>> BEGIN Dataset content

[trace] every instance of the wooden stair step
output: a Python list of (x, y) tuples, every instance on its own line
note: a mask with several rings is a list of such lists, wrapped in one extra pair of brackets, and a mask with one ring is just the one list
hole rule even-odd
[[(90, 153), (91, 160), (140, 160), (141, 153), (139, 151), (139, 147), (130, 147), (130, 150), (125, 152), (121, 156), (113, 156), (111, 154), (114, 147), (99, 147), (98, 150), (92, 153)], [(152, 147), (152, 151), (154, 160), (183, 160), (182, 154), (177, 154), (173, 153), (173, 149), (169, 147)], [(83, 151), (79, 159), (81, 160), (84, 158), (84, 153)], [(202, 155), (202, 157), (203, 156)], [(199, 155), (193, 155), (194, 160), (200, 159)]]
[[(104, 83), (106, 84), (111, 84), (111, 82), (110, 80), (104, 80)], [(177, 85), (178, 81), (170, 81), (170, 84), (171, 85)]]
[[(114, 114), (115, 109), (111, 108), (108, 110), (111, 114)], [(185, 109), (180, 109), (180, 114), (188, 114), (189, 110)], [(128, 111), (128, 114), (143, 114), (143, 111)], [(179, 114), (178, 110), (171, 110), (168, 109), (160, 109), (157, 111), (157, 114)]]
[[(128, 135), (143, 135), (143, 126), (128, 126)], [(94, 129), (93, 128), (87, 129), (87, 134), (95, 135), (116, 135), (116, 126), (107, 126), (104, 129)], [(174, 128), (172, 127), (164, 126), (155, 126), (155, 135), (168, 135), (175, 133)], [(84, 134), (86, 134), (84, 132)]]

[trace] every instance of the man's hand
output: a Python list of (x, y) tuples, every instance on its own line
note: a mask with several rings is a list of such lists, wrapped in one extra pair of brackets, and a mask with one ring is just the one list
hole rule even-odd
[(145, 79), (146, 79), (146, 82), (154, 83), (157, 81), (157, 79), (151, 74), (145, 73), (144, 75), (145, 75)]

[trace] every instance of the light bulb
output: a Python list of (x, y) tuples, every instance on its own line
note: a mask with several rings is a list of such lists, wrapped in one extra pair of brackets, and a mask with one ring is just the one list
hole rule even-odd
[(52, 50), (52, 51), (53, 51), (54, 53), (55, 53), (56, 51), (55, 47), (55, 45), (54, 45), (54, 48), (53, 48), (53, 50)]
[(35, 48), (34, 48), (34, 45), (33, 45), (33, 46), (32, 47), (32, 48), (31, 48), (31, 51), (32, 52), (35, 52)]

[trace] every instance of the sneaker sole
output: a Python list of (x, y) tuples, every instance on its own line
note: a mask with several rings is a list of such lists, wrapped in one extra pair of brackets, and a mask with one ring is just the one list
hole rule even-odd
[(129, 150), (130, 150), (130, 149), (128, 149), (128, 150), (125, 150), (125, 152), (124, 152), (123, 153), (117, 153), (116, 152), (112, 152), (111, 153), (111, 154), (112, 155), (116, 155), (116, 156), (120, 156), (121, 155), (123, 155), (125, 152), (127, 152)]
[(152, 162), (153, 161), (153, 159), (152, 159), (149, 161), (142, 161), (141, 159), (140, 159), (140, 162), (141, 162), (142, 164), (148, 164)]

>> END Dataset content

Problem details:
Rescale every line from the start of the listing through the line containing "84), (171, 85)]]", inclusive, and reproduce each line with the requests included. In the answers, multiply each coordinate by 1.35 and round it to the nearest whole number, with halves rounding up.

Response below:
[trace] every instance of the wooden stair step
output: a Python list of (x, y) tuples, every instance on its own line
note: a mask with several rings is a list of such lists, wrapped in one extra pair of brackets, and a mask with one ring is just the one list
hole rule even-odd
[[(122, 207), (123, 216), (189, 216), (190, 207), (188, 204), (188, 198), (176, 198), (176, 203), (169, 205), (163, 211), (153, 211), (150, 208), (154, 198), (134, 198), (132, 203), (124, 207)], [(205, 198), (205, 204), (208, 216), (247, 216), (246, 208), (239, 208), (234, 207), (234, 201), (228, 198)], [(112, 204), (107, 215), (109, 216), (113, 213), (113, 207)], [(273, 209), (273, 212), (274, 211)], [(269, 209), (261, 209), (262, 216), (270, 215)]]
[[(140, 112), (143, 113), (150, 113), (150, 111), (149, 108), (140, 108)], [(239, 115), (240, 109), (230, 109), (230, 113), (231, 115)]]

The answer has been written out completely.